* SUPPLIED PASSAGE:
He later moved to Madrid where he studied with Anton Raphael Mengs, a painter who was popular with Spanish royalty. He clashed with his master, and his examinations were unsatisfactory.

Goya submitted entries for the Spanish Royal Academy in 1763, and 1766, and both times he was denied entrance. He then journeyed to Rome where in 1771 he won second prize in a painting competition organized by the City of Parma.


He returned to Saragossa in 1771 and painted a part of the cupola, of the Basilica of the Pillar, frescoes of the oratory of the cloisters of Aula Dei, and the frescoes of the Sobradiel Palace. He studied with Francisco Bayeu y Subías and his painting began to show signs of the delicate tonalities for which he became known.

Goya and Bayeu's sister, Josefa, married in 1774. His marriage to Josefa (Pepa he called her) gained him work with the Royal Tapestry Workshop where over five years he designed some 42 patterns. He also gained access to the royal court, painted a canvas for the altar of the Church of San Francisco El Grande, and was appointed a member of the Academy of San Fernando.

* YOUR TASKS:
**1)** Set down the stretch of the Goya passage from "Goya submitted entries" through "City of Parma.", word for word.
**2)** In the Goya passage, how many patterns did Goya design for the Royal Tapestry Workshop, and over what period?

* INFORMATION:
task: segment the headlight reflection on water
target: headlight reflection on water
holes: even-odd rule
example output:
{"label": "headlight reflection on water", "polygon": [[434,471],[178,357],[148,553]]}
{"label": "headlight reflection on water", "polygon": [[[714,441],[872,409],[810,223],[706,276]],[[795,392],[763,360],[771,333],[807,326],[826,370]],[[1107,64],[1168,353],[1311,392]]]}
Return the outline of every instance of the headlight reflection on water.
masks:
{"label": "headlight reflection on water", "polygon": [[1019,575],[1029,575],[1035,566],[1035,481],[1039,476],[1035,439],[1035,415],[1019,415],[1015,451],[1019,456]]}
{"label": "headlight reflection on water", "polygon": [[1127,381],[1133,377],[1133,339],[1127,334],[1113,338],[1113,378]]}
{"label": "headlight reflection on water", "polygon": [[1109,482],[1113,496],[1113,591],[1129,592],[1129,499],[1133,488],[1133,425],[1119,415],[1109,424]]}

* SOLUTIONS TO THE TASKS:
**1)**
Goya submitted entries for the Spanish Royal Academy in 1763, and 1766, and both times he was denied entrance. He then journeyed to Rome where in 1771 he won second prize in a painting competition organized by the City of Parma.

**2)** Some 42 patterns over five years.